What is needed: Copy the Delirium review again from "Lena Haloway is" through "mean, come on!", and switch every "the procedure" in that part to "the operation".

Supplied passage:
========

The United States Government has declared love to be a disease. In fact, it has been proven that the diseases such as: heart disease, stress, bipolar disorder, etc. are actually only symptoms of amor deliria nervosa. Thankfully, scientists have found a cure! Once you turn 18 you’ll undergo a procedure that will cure you of love so you can live out the remainder of your days in relative peace, happiness, and, most importantly, safety.
Lena Haloway is only months away from her eighteenth birthday and can hardly wait for the procedure. After deliria claimed the life of her mom years before, Lena is anxious to have the cure so she can be safe. But during the months prior to the procedure she meets Alex.
(dun dun dun)
At first Lena fights against all of the new feelings that Alex brings out in her, but as you would expect, she just can’t resist those amber eyes and hair the color of leaves in autumn. I mean, come on!
Lena starts to think that maybe everything she has ever been told about love is actually a lie, but when she is finally ready to embrace love and Alex will it be too late?
(dun dun dun)
Seriously though, this book was amazing. Lauren Oliver is a fantastic writer and storyteller and I can’t wait for the next book to come out in the series – thank goodness this is a series! I didn’t realize that when I finished it and I was a tad…frustrated.
A compelling facet of this story is that people are not able to get the cure until they turn 18. Let me ask you a personal question – when were your hormones the craziest? Yep, probably those dang teenage years.
In Delirium, just because you are under 18 and haven’t received the cure does not mean you can act on those raging hormones or desires. In fact, if anyone under the age of 18 has symptoms of deliria they are given the cure even though the chances of complications or severe brain damage are greater. (Yeah, the procedure involves some kind of brain surgery. Gross.)
Since so many young adult books (yes, this is a YA book) have a strong romantic aspect this book takes that romance appeal to a whole ‘nother level. Love is forbidden and, according to the government, wrong, which makes it all the more alluring.
This is a great read for teens but also a great read for any of you adults who loved Hunger Games by Suzanne Collins. Even though love is a central theme the book has so much more to offer than one extended sappy scene after another. If you enjoy a good “us vs. them” story, a “social psychology ‘experiment’ of sorts” story, or a “keep you on the edge of your seat” story I guarantee you’ll like this one.

========

Provided records:
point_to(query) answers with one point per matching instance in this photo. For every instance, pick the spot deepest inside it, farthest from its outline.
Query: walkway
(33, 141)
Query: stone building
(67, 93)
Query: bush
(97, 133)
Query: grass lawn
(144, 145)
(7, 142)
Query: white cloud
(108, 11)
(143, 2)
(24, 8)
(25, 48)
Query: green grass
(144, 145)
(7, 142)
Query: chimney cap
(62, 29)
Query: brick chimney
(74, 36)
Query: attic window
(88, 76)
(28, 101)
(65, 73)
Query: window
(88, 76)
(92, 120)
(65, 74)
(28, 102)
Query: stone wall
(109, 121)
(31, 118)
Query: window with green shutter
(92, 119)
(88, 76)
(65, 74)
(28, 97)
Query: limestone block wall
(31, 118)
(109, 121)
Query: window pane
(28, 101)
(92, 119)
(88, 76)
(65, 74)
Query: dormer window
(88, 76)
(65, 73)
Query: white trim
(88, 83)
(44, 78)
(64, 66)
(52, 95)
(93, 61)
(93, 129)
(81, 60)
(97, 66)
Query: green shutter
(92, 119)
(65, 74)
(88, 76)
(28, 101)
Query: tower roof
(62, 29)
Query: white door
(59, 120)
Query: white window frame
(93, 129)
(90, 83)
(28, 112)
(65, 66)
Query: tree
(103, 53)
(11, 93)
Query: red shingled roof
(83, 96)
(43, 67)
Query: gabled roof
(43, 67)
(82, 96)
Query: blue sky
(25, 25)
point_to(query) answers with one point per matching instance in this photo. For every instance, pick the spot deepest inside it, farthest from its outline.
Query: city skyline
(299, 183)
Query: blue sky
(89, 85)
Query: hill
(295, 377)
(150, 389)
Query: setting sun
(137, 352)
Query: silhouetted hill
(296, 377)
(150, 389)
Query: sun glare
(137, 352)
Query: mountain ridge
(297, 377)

========

Result for this task:
Lena Haloway is only months away from her eighteenth birthday and can hardly wait for the operation. After deliria claimed the life of her mom years before, Lena is anxious to have the cure so she can be safe. But during the months prior to the operation she meets Alex.
(dun dun dun)
At first Lena fights against all of the new feelings that Alex brings out in her, but as you would expect, she just can’t resist those amber eyes and hair the color of leaves in autumn. I mean, come on!